* Text passage *

__________

As I readied myself for the voyage, I learned several slightly more useful facts about Albania. Apparently about 80 percent of the population is Muslim; however, unlike Jordan, the country has separated church and state and is located in Europe. Okay, so staying in the Islamic way of life but boy howdy was I getting the heck out of the Middle East for a weekend. Or so I thought.
My first preparation was deciding on finances. Three hundred dinar should do it, I thought. I consciously packed up 300 dinar and boarded the plan, set to stop in Istanbul. Although Albania probably wants nothing to do with my strange, colored Monopoly money, Istanbul, another Islamic, Middle-Easternish country should of course be able to change my dinars into something usable, right?
It turns out that no, Istanbul will NOT change Jordanian dinars at the airport. So all the sudden I went from having tons of money to having a handful of colored paper good for nothing except possibly rolling tobacco, except that sounds superbly unhealthy. Funny how monetary values and personal wealth can change in the blink of an eye.
Fortunately, after arriving in Albania, I was able to find an Internet cafe and Skype my mom for more money in my bank account, so the crisis was averted. But more about money troubles later.
As my plane touched down onto the wet concrete in Tirana, the first thing I noticed, seeing as how I live in a desert, was how GREEN everything was. The rural countryside on the outskirts of the capital was a brilliant verdigris, speckled with beige and red farmhouses and multiple forests creeping up into civilization. It reminded me of both the Italian and German countryside but with even more trees and forests. No wonder Voldemort ran for the forests here.
I got off the plane and through customs, with the guard there pretty much waving me through and, much to my disappointment, forgetting to stamp my passport. I found my German friend Sarah after about half an hour of waiting (the airport is about as big as a shopping mall, so locating her after her flight wasn't exactly hard), and together with two other German wedding guests, we headed for our hotel.
It was about a 45 minute drive, and afterward, everyone was talking about how crazy the drivers were and all the honking they did. But wait, I thought. That's what I think about Jordan. The driving and honking in Albania was positively mundane compared to what I am used to. However, they had a point. It was way worse than in Germany or the other European countries I've been to. This was my first inkling that perhaps this wasn't quite as far away from a Middle Eastern experience as I had thought.
Our first task was to find some freaking food because we were starving. We headed out toward the center of Tirana, a very small town that you could walk through given about an hour, and found a delightful little creperie. Unfortunately, we couldn't read the menus. This was when I realized, surprise surprise, I didn't speak any Albanian. No. Actually, I was aware that I didn't speak Albanian from the start. However, what was unusual was that I had come to Albania without learning any of the language, something I have NEVER done in all my travels. I always learn some token phrases first to get in good with the locals and ease my way into the culture. Way to be unprepared, Gretchen.

__________

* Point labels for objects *

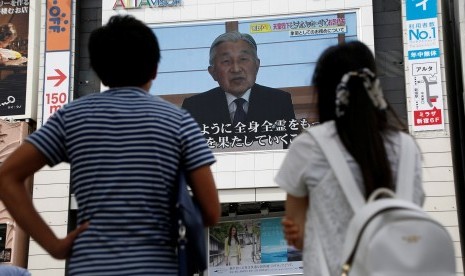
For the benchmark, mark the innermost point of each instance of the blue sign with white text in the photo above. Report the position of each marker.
(421, 9)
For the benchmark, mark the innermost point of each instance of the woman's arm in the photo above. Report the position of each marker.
(294, 221)
(204, 190)
(19, 166)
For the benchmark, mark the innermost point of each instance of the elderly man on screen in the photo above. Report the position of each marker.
(239, 109)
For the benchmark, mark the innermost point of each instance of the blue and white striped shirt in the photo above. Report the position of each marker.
(124, 147)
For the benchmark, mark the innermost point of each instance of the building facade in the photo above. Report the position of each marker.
(60, 72)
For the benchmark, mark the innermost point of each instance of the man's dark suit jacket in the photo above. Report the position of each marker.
(265, 104)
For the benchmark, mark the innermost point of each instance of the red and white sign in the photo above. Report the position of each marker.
(57, 57)
(56, 88)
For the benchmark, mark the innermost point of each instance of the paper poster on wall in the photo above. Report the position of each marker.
(288, 48)
(251, 247)
(14, 32)
(424, 65)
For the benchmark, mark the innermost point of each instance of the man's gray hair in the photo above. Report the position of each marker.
(232, 37)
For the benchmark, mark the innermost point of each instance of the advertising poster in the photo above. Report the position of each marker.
(424, 65)
(287, 47)
(14, 31)
(251, 247)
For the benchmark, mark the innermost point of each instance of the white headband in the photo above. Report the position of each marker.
(372, 87)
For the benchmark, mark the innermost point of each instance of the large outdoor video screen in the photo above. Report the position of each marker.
(288, 48)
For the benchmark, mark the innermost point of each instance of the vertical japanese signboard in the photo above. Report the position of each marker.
(424, 65)
(57, 56)
(14, 32)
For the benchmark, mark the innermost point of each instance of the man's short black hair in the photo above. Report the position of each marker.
(124, 52)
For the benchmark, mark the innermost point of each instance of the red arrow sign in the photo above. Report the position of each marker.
(61, 77)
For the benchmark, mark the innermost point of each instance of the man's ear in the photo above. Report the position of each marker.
(154, 74)
(212, 72)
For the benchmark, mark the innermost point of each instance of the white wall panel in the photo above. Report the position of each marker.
(246, 177)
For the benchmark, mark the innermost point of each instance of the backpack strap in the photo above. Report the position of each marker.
(406, 169)
(335, 157)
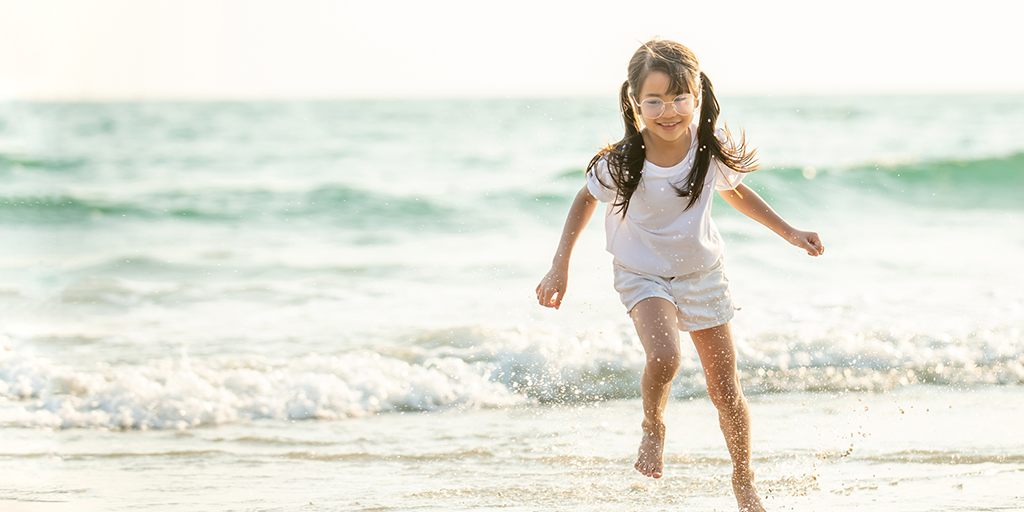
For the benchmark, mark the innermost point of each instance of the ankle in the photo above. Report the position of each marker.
(652, 426)
(742, 477)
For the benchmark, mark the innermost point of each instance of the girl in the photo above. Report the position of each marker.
(668, 253)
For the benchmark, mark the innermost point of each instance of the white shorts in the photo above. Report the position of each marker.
(701, 298)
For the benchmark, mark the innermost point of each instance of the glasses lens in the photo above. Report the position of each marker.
(652, 108)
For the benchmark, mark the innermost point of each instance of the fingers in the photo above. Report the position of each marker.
(813, 245)
(549, 296)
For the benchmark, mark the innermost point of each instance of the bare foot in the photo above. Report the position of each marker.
(747, 494)
(649, 457)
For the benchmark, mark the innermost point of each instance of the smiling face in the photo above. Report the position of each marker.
(670, 127)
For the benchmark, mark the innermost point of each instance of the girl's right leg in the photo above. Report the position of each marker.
(654, 318)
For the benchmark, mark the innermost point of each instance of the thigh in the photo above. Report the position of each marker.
(718, 354)
(655, 322)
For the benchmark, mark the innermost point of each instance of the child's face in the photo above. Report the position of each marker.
(671, 126)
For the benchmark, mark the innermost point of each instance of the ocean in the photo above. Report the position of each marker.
(329, 305)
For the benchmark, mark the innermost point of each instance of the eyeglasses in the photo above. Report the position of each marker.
(653, 108)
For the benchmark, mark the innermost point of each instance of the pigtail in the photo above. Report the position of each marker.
(625, 158)
(736, 157)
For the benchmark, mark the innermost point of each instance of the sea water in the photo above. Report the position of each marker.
(329, 305)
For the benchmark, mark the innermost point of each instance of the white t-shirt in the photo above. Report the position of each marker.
(656, 237)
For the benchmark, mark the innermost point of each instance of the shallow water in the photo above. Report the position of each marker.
(813, 452)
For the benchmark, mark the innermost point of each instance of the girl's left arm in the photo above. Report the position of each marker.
(749, 203)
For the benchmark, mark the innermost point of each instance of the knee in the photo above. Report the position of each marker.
(664, 361)
(726, 395)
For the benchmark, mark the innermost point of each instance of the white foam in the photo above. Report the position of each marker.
(188, 393)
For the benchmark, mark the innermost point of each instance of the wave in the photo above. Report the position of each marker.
(984, 182)
(474, 368)
(338, 205)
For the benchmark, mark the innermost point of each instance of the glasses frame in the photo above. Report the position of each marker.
(696, 101)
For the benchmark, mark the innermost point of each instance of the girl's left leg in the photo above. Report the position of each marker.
(718, 356)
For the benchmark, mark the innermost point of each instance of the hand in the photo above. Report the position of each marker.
(552, 288)
(808, 241)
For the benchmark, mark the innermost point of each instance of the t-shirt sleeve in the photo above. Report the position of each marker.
(725, 177)
(599, 181)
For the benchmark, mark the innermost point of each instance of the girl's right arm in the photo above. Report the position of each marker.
(552, 288)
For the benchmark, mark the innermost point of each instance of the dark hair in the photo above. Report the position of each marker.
(626, 157)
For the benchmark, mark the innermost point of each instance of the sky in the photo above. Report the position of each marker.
(258, 49)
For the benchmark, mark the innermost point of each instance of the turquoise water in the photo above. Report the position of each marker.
(282, 275)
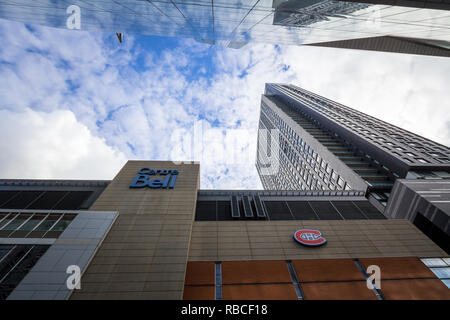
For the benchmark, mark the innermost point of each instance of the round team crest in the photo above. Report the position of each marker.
(309, 237)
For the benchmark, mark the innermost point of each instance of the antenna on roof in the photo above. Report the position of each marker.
(119, 36)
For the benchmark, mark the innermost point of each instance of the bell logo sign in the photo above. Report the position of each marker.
(166, 179)
(309, 237)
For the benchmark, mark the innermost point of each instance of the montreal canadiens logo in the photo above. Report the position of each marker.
(309, 237)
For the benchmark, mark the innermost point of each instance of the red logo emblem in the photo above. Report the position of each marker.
(309, 237)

__________

* Given exercise 1 *
Return each line of the records above that contains the string "right", treating uppercase and lowercase letters as different.
* Given exercise 2 *
Write the next part of the account of the trip to Albania, starting after its final sentence.

* Task output 1 *
For the benchmark, mark the innermost point of each instance of the girl's right leg in the photo above. Report the position of each marker.
For the benchmark, mark the innermost point of each instance of the girl's right arm in the photo above. Report the position of each marker.

* Task output 2 *
After a bit, we discovered some words that looked similar to our languages and figured out one that could be Four Cheese. I ordered it and thus learned the Albanian word for cheese. I then realized what was keeping me from learning a lot more Arabic. It's not the fact that Arabic is freakishly hard, even though it is. It's that I can't learn words by seeing them constantly on menus or on signs or in brochures like I can in other countries. Silly Arabic alphabet.
The other thing I noticed on the menu was, and it took me a minute to realize its significance, ham. Prosciutto. Jambon. Bacon. Pig. Pig, in an 80 percent Muslim country. It had been so long since I saw ham on a menu, I wasn't even sure what to make of it.
We ate our delicious crepes, said hi to our beautiful bride and called it a day. The next morning, we set off to explore the city. Halfway through the town, my friend was remarking on all the birds in cages in front of every shop. Once again, I was confused. I thought that was a Jordanian thing? No, it appeared that the custom of keeping birds in cages as pets or for good luck had followed me to Albania as well. We'll have our pigs and keep our birds, too.
The streets of Tirana were a cross between Europe and the Middle East. They were tighter and taller, like European villages, but the shops and open bazaars looked distinctly Middle Eastern. However, unlike in Jordan, there were plenty of stray dogs or people out with their beloved canine pets, just like in Europe.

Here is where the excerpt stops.